Sunday, October 29, 2006

A No-Brainer

On Thursday, I wrote about an interview in which Vice President Cheney confirmed/celebrated the administration's use of waterboarding as part of their torture program. "It's a no-brainer for me," Cheney said. Well, the problem was that Cheney has a habit of saying things the White House wishes he didn't (insurgency is in its last throes, continuing much-debunked lies about Mohammed Atta in Prague or a Zarqawi/Saddam relationship), so the White House went into full spin mode, trying to assure reporters that the Vice President was not talking about waterboarding when he was talking about waterboarding. As usual, the media took the bait and is (again) burying the lead. Talking Points Memo contributor DK elaborates-
We're darn near six years into this nonsense, but still the White House can beat the press corps like a drum. I'm referring to Cheney's comment that waterboarding detainees was a "no brainer," which the White House has managed to turn into a story about what Cheney really said or what he really meant by what he said.

There's no legitimate doubt about what Cheney said and what he meant. Cheney knows it. The President knows it. So do Tony Snow and the whole White House press corps. Yet we have this spectacularly silly dance--clever people being too clever by half: Snow and Cheney's staff cleverly parsing the interview, and the press cleverly trying to trip up the parsers.

The whole episode has been converted from a story about torture to another in the endless series of stories about the strange relationship between the press and this White House....

...No thinking person believes Cheney was referring to anything other than waterboarding. The White House is unable to explain what else Cheney could have been referring to. Yet the leading papers are unable to cut through the malarkey.

I suppose the only thing we work harder at being in denial about than Cheney's comments is the fact that we have used waterboarding and other forms of torture. Every thinking person knows that to be true, too, and it shouldn't take Cheney's slip of the tongue to convince us.

What he said.

The same thing is still happening with the Limbaugh/Fox faux-debate. What should have been a discussion of what a vile, useless man Rush Limbaugh is or more importantly the actual issue Fox was campaigning about (the benefits of stem cell research), has now actually turned into a 'debate' over whether Michael J. Fox faked the symptoms of a disease he is dying from for a relatively low-key ad. These were the same reporters who pretended the country was 'split' on the Schiavo intervention when in fact almost everyone was reaching for the barfbags. Now these same lazy, mindless idiots are pretending that there is a 'debate' over whether Vice President Cheney endorsed waterboarding when he... endorsed and celebrated waterboarding. This is your 'liberal media' at work. This is why most people are so ill-informed. It is amazing, in fact, that people are as informed as they are.

* * * * * * *

To do:
Retype the passage from the post on Cheney's "no-brainer" remark, starting with "The same thing" and going on through "as they are.". The records are not needed for any of the work on this page.

Saved data entries:
* * * * * * *

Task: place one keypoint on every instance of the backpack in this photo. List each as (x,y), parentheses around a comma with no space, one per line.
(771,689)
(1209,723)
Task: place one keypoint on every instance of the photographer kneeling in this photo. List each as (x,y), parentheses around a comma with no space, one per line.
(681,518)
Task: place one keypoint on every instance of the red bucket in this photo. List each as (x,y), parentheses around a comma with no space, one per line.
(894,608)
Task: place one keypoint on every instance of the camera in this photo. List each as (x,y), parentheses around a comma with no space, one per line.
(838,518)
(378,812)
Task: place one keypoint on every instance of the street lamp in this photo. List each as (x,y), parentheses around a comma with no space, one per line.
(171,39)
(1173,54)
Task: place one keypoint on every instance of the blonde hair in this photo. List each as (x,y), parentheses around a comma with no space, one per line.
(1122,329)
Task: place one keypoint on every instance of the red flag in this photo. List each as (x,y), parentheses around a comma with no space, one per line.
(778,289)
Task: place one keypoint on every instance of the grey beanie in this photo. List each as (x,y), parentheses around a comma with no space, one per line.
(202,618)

* * * * * * *

Result of the task:
The same thing is still happening with the Limbaugh/Fox faux-debate. What should have been a discussion of what a vile, useless man Rush Limbaugh is or more importantly the actual issue Fox was campaigning about (the benefits of stem cell research), has now actually turned into a 'debate' over whether Michael J. Fox faked the symptoms of a disease he is dying from for a relatively low-key ad. These were the same reporters who pretended the country was 'split' on the Schiavo intervention when in fact almost everyone was reaching for the barfbags. Now these same lazy, mindless idiots are pretending that there is a 'debate' over whether Vice President Cheney endorsed waterboarding when he... endorsed and celebrated waterboarding. This is your 'liberal media' at work. This is why most people are so ill-informed. It is amazing, in fact, that people are as informed as they are.